- [PASSAGE SHOWN]
UCI’s Scholarship Opportunities Program helps students snag funding for educational enrichment around the globe
UC Irvine senior Christine Pham’s passion for health and fitness has taken her back to elementary school, where she leads an afternoon exercise and nutrition course for students in Orange. One activity involves placing prop foods in a box and challenging kids to run to it and return with the most nutritious, least caloric or trans fat-filled item.
“I’m targeting fourth- and fifth-grade students, because they’re more mentally mature to understand topics that I discuss, such as fats and fiber,” says the biological sciences major, who plans to attend medical school and work in a community clinic. “Also, the activity allows students to move around and get their hearts pumping.”
It may sound like fun and games, and in a way it is. But Pham’s project is the result of a rigorous, yearlong planning process that involved partnering with THINK Together, a local after-school program. Called My Healthy Start, it’s funded by a $10,000 Donald A. Strauss Public Service Scholarship, awarded annually to college juniors for public service projects during their senior year.
At elementary schools in Orange, universities in Helsinki and many places in between, UCI students are pursuing research interests and passions thanks to the generosity of top scholarship providers.
Pham is grateful to the campus’s Scholarship Opportunities Program for helping her apply. She first learned of the Strauss scholarship during a workshop hosted by SOP.
“We went through so many revisions with my application and my proposal,” Pham says.
SOP staff advise undergraduate candidates seeking prestigious national and international merit scholarships. They conduct outreach and manage the campus-level application and endorsement processes.

- [THINGS TO DO]
1 > Answer these questions about the article on UCI's Scholarship Opportunities Program:
(a) What is the dollar amount of the Donald A. Strauss Public Service Scholarship?
(b) Which grades does Pham target with her course?
(c) Where did Pham first learn of the Strauss scholarship?
2 > Copy the part of the article on UCI's Scholarship Opportunities Program between "Pham is grateful" and "hosted by SOP.", inclusive, with "workshop" changed to "seminar".
3 > Extend the article on UCI's Scholarship Opportunities Program past its final sentence.

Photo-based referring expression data
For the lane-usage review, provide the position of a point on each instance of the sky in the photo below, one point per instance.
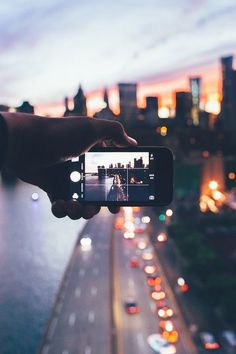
(48, 47)
(95, 159)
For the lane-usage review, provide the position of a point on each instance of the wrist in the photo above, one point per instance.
(3, 140)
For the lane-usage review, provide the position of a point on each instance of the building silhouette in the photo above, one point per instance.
(183, 108)
(195, 90)
(128, 102)
(80, 107)
(106, 112)
(228, 105)
(26, 107)
(151, 111)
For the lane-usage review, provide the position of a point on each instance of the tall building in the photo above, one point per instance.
(195, 90)
(80, 107)
(106, 112)
(26, 107)
(128, 101)
(151, 111)
(183, 108)
(228, 114)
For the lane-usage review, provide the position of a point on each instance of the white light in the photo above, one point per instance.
(75, 176)
(169, 212)
(180, 281)
(35, 196)
(86, 243)
(146, 219)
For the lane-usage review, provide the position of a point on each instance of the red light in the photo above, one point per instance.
(212, 345)
(185, 288)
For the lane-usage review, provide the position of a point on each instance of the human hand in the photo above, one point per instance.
(38, 146)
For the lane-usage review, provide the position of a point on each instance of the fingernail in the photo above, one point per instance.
(132, 141)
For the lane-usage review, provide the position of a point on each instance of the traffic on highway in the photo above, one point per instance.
(115, 296)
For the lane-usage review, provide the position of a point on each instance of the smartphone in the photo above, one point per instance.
(137, 176)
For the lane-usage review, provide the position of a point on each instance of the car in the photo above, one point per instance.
(132, 307)
(153, 279)
(167, 326)
(134, 262)
(158, 295)
(160, 345)
(170, 336)
(208, 341)
(162, 237)
(165, 312)
(160, 304)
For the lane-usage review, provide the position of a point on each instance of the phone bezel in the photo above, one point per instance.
(163, 176)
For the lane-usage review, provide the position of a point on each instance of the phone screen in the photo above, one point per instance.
(116, 176)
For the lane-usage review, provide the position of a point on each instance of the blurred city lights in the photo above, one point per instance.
(162, 217)
(162, 237)
(86, 243)
(213, 185)
(163, 131)
(164, 112)
(75, 176)
(35, 196)
(169, 212)
(231, 175)
(180, 281)
(146, 219)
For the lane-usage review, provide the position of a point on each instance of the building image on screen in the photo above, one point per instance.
(116, 176)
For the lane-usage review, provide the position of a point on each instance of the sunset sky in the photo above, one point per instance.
(48, 47)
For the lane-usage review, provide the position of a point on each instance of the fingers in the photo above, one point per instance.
(74, 210)
(108, 130)
(114, 209)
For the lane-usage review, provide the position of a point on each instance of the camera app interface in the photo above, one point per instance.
(113, 176)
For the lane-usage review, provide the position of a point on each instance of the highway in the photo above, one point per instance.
(81, 320)
(89, 315)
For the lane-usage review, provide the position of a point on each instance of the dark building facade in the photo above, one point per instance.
(183, 108)
(80, 107)
(128, 102)
(26, 107)
(195, 90)
(228, 115)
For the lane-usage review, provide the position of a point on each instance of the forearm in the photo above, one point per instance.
(3, 140)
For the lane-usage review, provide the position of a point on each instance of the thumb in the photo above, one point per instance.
(111, 130)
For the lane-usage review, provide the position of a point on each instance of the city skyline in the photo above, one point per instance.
(160, 62)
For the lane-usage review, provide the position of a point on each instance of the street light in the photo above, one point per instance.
(213, 185)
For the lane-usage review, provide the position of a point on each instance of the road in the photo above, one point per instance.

- [ANSWERS BELOW]
1 >
(a) $10,000
(b) Fourth and fifth grade
(c) At a workshop hosted by SOP

2 >
Pham is grateful to the campus’s Scholarship Opportunities Program for helping her apply. She first learned of the Strauss scholarship during a seminar hosted by SOP.

3 >
For the highly competitive grants, students usually work with the office over a six-month period, says SOP coordinator Michelle Tsai ’10.
She and her staff meet with individual applicants to conduct mock interviews and review essays and proposals. Many top scholarships require official campus endorsements, and the SOP office is responsible for providing those.
“It’s a very long and challenging process, but candidates come out of it stronger and with a renewed sense of their academic and career goals,” Tsai says.
She speaks from experience. The same year Tsai earned degrees at UCI in psychology & social behavior and criminology, law & society, she received a Fulbright English Teaching Assistantship – and later spent nine months at a teachers college in Queretaro, Mexico.
In February, SOP will host eight sessions of its Big Workshop, during which students will be exposed to the most distinguished grants – Rhodes, Marshall, Mitchell, Truman, Gates and Fulbright among them – and learn how to position themselves to be good candidates.
Anteaters have an impressive track record. The Marshall Scholarship was recently awarded to Felipe Hernandez, a 2013 graduate in music performance and political science, one of only 40 recipients nationwide. He was also a 2012 Truman Scholar. Kelly Maglia claimed a Marshall Scholarship in 1996.
Megan Braun became UCI’s first Rhodes Scholar in 2011, and Brittany Schick became its first Mitchell Scholar in 2006. Gates Cambridge Scholarships went to Shu-Ping (Cleo) Tung in 2010 and Mukul Kumar in 2007. Kumar also was a 2006 Truman Scholar.
Additionally, hundreds of UCI students have won Goldwater, National Science Foundation, Strauss and Fulbright grants – the last of which fund a year of graduate study, research or teaching in more than 155 countries.
One Fulbright recipient is Kenneth Lai, a UCI senior majoring in classics who’s now studying at the University of Helsinki and becoming well acquainted with the unique qualities of Finnish culture.
“Finland is the home country of the sauna,” he notes. “It’s not uncommon on a chilly Friday night to jump from a hot sauna naked into the snow or go skinny-dipping in the frozen lake, all the while sipping beer, chatting with friends and munching on grilled snacks.”
Lai has some advice for students considering applying for prestigious scholarships: “Names like Fulbright and Marshall and Rhodes are all quite daunting, but when reduced to the category of grant – a category that is part and parcel of academic study – I treated the application process as I would any other.”
He credits SOP and his research advisers in the School of Humanities for facilitating his Scandinavian sojourn.
“Meeting people who underwent the rigorous application process, especially those who shared my background in the humanities, was incredibly helpful in designing a project that could appeal to a general audience while producing interesting results within the field,” Lai says.